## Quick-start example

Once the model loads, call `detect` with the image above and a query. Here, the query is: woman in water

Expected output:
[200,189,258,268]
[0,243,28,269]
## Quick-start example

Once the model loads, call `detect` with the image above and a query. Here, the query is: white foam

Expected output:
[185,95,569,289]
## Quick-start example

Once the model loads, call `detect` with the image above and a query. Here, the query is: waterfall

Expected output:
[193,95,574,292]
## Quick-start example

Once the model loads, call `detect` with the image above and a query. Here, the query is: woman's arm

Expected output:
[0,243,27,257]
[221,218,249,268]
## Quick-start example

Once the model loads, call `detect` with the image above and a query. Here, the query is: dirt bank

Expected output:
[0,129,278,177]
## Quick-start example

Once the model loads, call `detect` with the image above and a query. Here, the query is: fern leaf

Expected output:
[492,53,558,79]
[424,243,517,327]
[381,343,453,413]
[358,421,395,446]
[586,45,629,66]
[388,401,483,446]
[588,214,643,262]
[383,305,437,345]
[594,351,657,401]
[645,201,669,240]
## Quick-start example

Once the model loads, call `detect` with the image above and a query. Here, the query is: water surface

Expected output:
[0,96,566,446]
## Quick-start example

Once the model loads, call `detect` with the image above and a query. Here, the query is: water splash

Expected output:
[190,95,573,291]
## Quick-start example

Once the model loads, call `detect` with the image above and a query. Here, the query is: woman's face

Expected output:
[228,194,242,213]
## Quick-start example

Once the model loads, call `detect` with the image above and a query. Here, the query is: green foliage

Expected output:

#####

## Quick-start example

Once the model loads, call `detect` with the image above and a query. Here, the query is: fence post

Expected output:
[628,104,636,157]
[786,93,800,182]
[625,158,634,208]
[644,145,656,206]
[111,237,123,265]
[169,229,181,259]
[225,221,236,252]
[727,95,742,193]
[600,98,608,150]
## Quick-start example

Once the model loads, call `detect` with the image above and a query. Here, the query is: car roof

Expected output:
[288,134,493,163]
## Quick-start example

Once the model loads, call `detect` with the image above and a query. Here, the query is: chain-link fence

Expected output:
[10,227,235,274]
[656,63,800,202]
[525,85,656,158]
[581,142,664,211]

#####

* [Description of the task] Show each line in the rows above that contains the string "fence".

* [In response]
Once the model loads, call `detect` with the image above and a query. Here, the query is: fence post
Once the model loads, call `detect` with the image above and a query. Here, the query is: chain-link fence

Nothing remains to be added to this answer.